Goals »
a - From the comment thread on naming terms, print the part that opens with the words containing "ashander commented 6" and closes with "tracking each time.".
b - Answer these questions from the comment thread on naming terms:
(i) In #34, whose use of 'ancestry tracking' did ashander edit, and to what phrase?
(ii) How does molpopgen say they tend to think of this?
(iii) Which two terms does jeromekelleher say can both be used?

Selection »
--- BEGIN ---

Haplotype pedigree seems fine to me, but nowhere near as great as recombigree!

I was missing some <joke></joke> tags here as well. The whimsical words are good fun, but I don't think we should put them in the paper. It's all confusing enough as it is!

petrelharp commented 6 years ago

Haplotype pedigree seems fine to me, but nowhere near as great as recombigree!

I was missing some tags here as well. The whimsical words are good fun, but I don't think we should put them in the paper. It's all confusing enough as it is!

I agree; was hoping that brainstorming would come up with something more useful and less whimsical.

petrelharp commented 6 years ago

I'm going with "embelished pedigree" and/or "haplotype pedigree" on the current pass-through.

jeromekelleher commented 6 years ago

Sounds good to me.

ashander commented 6 years ago

over in #34 I edited @molpopgen 's use of 'ancestry tracking' to say 'pedigree recording'. I actually like the former a little better --- it is more descriptive to me of what we are actually doing in the simulation --- but the latter is more consistent with how we've described things elsewhere in the ms.

molpopgen commented 6 years ago

I tend to think of this as a "segment-wise ancestry tracking", leading me to write ancestry tracking each time.

jeromekelleher commented 6 years ago

I think we can use both 'ancestry tracking' and 'pedigree recording'; they're both descriptive of what we're doing.

--- END ---

Provided data »

--- BEGIN ---

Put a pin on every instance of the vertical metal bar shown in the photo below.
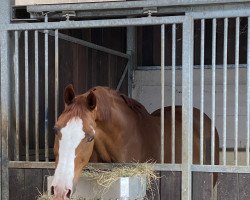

--- END ---

Task-by-task answers »
a -
ashander commented 6 years ago

over in #34 I edited @molpopgen 's use of 'ancestry tracking' to say 'pedigree recording'. I actually like the former a little better --- it is more descriptive to me of what we are actually doing in the simulation --- but the latter is more consistent with how we've described things elsewhere in the ms.

molpopgen commented 6 years ago

I tend to think of this as a "segment-wise ancestry tracking", leading me to write ancestry tracking each time.

b -
(i) molpopgen's; it was changed to 'pedigree recording'.
(ii) As "segment-wise ancestry tracking".
(iii) 'Ancestry tracking' and 'pedigree recording'.